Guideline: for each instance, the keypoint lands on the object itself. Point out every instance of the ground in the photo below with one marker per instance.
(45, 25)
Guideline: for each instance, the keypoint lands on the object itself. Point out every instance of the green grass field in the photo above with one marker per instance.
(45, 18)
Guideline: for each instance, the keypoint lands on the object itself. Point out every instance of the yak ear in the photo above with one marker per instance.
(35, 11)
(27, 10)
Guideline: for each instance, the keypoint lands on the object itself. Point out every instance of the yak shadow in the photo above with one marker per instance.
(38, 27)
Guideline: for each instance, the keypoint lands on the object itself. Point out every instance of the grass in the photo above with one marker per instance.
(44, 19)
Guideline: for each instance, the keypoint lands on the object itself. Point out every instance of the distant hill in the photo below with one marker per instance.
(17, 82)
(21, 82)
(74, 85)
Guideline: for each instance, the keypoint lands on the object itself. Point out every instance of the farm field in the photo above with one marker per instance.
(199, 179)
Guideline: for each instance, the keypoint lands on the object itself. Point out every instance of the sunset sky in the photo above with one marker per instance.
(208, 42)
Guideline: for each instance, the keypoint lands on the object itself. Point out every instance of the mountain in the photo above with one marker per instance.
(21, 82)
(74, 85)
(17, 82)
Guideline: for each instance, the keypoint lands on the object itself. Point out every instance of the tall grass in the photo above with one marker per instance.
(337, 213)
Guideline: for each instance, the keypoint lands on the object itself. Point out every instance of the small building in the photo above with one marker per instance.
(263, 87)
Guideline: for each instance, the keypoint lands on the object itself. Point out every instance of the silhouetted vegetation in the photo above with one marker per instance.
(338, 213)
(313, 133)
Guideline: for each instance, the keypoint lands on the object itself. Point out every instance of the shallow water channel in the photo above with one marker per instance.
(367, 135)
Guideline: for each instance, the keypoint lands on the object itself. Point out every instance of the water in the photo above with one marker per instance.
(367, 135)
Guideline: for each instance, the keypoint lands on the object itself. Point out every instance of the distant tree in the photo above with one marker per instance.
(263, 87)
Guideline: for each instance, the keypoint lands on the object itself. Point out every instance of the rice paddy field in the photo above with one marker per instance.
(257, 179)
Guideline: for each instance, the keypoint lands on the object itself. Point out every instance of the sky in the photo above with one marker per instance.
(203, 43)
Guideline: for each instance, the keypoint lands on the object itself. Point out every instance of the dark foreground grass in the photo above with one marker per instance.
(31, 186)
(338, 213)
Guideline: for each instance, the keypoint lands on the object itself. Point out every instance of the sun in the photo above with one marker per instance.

════

Output, unchanged, the lines from the line with "of the tall" through the final line of the material.

**THE REPLY**.
Guideline: for each instance, the keypoint lands on the object itself. Point out every instance of the tall grass in the photo above with one marker per instance.
(337, 213)
Guideline: for each instance, the keypoint lands on the object itself. Point out every instance of the small building in the photo above with one marker per instance.
(263, 87)
Guideline: for each instance, the keypoint lands on the object itself. Point out every instance of the silhouetted vegetation in the photo above with one marker per instance.
(338, 213)
(313, 133)
Guideline: for each instance, the keypoint lands on the object itself. Point out every instance of the shallow water channel in the photo above with one marker per instance.
(367, 135)
Guideline: for each instance, the keypoint lands on the object itself. Point out every instance of the water in the photo above with one marker per instance.
(367, 135)
Guideline: for each instance, the keypoint lands on the object itself. Point out every instance of the distant tree in the photo above with one marker per instance.
(263, 87)
Guideline: for each instance, the keypoint lands on the object itself. Point out every instance of the rice paddy field in the photo above with one marker per instance.
(257, 179)
Guideline: for each instance, the keypoint lands on the object itself. Point out every instance of the sky in the photo above with one marker per instance.
(203, 43)
Guideline: for each instance, the keypoint lands on the object itself. Point out every instance of the dark foreground grass in the photo above with one marker per instance.
(31, 186)
(338, 213)
Guideline: for each instance, the keypoint lands on the object itself. Point out every instance of the sun in the photo above with one marker per instance.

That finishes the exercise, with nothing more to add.